Stated goal ▸
The line containing "POST /point" marks the start; extract exactly from it through the last line of the entries, and omit any pictures.

===== Material provided

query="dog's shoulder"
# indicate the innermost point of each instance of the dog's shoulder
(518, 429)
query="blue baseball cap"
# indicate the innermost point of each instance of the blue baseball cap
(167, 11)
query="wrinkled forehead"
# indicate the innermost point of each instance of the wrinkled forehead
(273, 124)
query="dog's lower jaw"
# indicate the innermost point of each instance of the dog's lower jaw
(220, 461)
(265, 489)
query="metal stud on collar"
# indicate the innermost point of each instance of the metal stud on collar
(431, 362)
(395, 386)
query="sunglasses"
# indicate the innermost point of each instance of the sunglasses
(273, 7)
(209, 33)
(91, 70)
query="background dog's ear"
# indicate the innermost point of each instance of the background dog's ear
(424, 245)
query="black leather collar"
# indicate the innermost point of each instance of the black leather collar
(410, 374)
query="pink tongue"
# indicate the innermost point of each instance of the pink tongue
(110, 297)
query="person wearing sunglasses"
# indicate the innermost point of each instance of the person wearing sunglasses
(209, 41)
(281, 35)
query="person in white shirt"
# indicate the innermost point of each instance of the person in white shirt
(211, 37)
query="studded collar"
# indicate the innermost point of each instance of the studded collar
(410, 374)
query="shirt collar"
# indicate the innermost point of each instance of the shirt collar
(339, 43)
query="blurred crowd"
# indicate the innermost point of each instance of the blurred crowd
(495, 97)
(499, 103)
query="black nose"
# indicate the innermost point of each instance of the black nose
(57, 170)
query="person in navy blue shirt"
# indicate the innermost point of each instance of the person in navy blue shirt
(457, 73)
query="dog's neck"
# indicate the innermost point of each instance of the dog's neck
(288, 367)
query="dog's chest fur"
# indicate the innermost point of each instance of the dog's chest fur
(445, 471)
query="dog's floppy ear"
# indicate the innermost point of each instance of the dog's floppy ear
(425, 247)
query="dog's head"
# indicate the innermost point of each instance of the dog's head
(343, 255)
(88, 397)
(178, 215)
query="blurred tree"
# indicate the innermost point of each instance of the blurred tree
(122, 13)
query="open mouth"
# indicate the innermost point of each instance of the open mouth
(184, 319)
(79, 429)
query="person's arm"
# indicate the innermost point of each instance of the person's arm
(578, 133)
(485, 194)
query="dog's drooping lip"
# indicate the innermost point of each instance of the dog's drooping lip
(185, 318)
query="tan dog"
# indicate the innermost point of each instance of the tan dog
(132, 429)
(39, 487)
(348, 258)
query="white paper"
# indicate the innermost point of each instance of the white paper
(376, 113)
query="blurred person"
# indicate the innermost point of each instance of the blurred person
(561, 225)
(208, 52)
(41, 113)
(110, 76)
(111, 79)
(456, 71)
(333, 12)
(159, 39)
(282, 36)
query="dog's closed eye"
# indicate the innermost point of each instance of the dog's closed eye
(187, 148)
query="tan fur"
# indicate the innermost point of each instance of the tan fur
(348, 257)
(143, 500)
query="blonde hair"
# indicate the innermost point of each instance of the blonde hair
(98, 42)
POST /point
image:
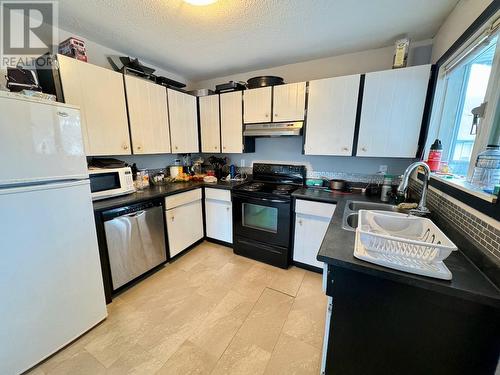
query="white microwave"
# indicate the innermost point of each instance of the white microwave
(110, 182)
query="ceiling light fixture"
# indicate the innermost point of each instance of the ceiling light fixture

==========

Answer to the task ▸
POST /point
image:
query="white microwave"
# indicate the innermost point of each instance of the white microwave
(110, 182)
query="ceiling light fixture"
# indicate the innermost point of each instance of the ceiling light fixture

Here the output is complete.